Required work. Write out the passage from the Donne parody, from "So the clear" up to and including "her bejeweled wrist.".

Selected passage.
I am a lantern at the end of day.
I am not the Magnificent Fumbler,
who gave you feeble DNA.

I bring peace after you have done your worst,
and while I may eventually die,
you will die first.

Raven Breathless, Chief Contributing Editor-in-Chief.

First Published in Parody.

John Donne – Brilliant Poet / Foolish Man

Hello! History is full of artists who were brilliant in the impractical world of art, yet they were idiots in the practical world of living. Take the haughty John Donne. He wrote Death, Be Not Proud – one of the most famous poems (a sonnet no less) in the English language. In doing that, he needlessly pissed off Death (who has changed her name to Raven Breathless). Guess what. He died. Spoiler Alert.

So the clear lesson is DON’T TAUNT DEATH, OR YOU WILL DIE. Ms. Breathless snuck up behind Professor Prig (Donne’s nickname), clutched his heart in her fabulously manicured hand, whispered “Who’s dead now, bitch?” and twisted her bejeweled wrist.

Spatial localization data
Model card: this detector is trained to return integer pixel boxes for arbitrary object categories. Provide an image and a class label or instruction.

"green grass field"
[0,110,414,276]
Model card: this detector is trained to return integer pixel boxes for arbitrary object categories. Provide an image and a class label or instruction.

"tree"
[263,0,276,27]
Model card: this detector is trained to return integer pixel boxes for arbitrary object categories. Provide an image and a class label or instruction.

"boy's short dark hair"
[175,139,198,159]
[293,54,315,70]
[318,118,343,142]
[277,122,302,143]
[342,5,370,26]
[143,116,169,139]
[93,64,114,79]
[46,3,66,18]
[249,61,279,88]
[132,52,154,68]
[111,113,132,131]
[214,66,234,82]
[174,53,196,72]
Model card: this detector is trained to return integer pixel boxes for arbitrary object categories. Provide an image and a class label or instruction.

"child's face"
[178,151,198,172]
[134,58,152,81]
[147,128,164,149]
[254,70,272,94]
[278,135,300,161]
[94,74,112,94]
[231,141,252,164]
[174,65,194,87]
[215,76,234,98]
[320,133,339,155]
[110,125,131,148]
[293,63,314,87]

Result of the exercise.
So the clear lesson is DON’T TAUNT DEATH, OR YOU WILL DIE. Ms. Breathless snuck up behind Professor Prig (Donne’s nickname), clutched his heart in her fabulously manicured hand, whispered “Who’s dead now, bitch?” and twisted her bejeweled wrist.